“I should pack it all in; there will never be a moment like it”.
On the 47th anniversary of Sunderland’s heroic and iconic 1973 Wembley FA Cup triumph Ryehill Football thought it appropriate to remember the man indelibly linked with that run and ultimate success. Whilst one of the abiding memories of the run to Wembley came after the semi final win at Hillsborough where Stokoe came out to salute the crowd, and make his now legendary statement, it is perhaps fitting to leave the ultimate accolade to two of British football’s most revered writers, who wrote the following obituaries following Stokoe’s death in 2004.
Brian Glanville, Tuesday February 3, 2004
Think of Bob Stokoe, who has died aged 73, and an indelible image comes to mind. It is Wembley in May 1973. Against all the odds and expectations, Second Divison Sunderland have just beaten mighty Leeds United 1-0 in the FA Cup Final, and on to the pitch, overcome by irrepressible joy, runs Stokoe, in his familiar trilby hat. He had many satisfactions in his long career as the Newcastle United centre-half, and manager of a string of clubs, but this surely was the high point.

**Written task 1:**
Answer these questions using the Bob Stokoe tribute.
(a) Which team did Sunderland defeat in the 1973 FA Cup Final, and by what score?
(b) At which ground did Sunderland win the semi-final?
(c) In what year did Stokoe die?

**Entries supplied:**
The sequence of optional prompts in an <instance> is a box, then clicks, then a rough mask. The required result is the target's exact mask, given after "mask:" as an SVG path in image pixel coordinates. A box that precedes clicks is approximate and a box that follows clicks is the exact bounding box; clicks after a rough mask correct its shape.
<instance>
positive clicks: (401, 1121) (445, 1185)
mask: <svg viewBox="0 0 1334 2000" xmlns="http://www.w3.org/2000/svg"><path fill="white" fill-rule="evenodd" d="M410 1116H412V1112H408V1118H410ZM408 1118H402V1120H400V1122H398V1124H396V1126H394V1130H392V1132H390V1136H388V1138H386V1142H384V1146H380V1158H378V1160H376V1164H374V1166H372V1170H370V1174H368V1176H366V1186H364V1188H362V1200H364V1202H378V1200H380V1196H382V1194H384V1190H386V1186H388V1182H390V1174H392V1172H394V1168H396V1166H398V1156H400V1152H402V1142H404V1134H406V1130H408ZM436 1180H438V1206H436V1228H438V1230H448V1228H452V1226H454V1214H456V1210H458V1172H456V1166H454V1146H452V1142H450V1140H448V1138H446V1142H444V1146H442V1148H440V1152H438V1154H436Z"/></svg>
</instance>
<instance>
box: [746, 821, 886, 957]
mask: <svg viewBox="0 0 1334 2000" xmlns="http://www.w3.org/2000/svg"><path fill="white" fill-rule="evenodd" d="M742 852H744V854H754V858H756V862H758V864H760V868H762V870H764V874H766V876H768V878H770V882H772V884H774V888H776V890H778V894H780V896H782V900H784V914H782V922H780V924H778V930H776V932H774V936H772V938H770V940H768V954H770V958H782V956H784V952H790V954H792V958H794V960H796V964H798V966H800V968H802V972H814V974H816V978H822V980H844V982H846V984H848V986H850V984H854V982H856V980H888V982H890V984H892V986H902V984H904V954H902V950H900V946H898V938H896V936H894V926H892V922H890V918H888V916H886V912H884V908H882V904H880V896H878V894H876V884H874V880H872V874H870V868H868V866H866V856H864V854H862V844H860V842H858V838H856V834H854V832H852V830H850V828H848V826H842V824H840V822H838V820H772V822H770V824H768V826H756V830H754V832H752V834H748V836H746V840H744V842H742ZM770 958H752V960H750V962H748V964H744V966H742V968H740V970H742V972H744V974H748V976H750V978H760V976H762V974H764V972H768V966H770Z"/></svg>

**Written task 2:**
Extract, without any change, the stretch of the entries from their first line through the line that contains "positive clicks: (401, 1121) (445, 1185)", with both ends included.

**Expected answer 1:**
(a) Leeds United, 1-0
(b) Hillsborough
(c) 2004

**Expected answer 2:**
The sequence of optional prompts in an <instance> is a box, then clicks, then a rough mask. The required result is the target's exact mask, given after "mask:" as an SVG path in image pixel coordinates. A box that precedes clicks is approximate and a box that follows clicks is the exact bounding box; clicks after a rough mask correct its shape.
<instance>
positive clicks: (401, 1121) (445, 1185)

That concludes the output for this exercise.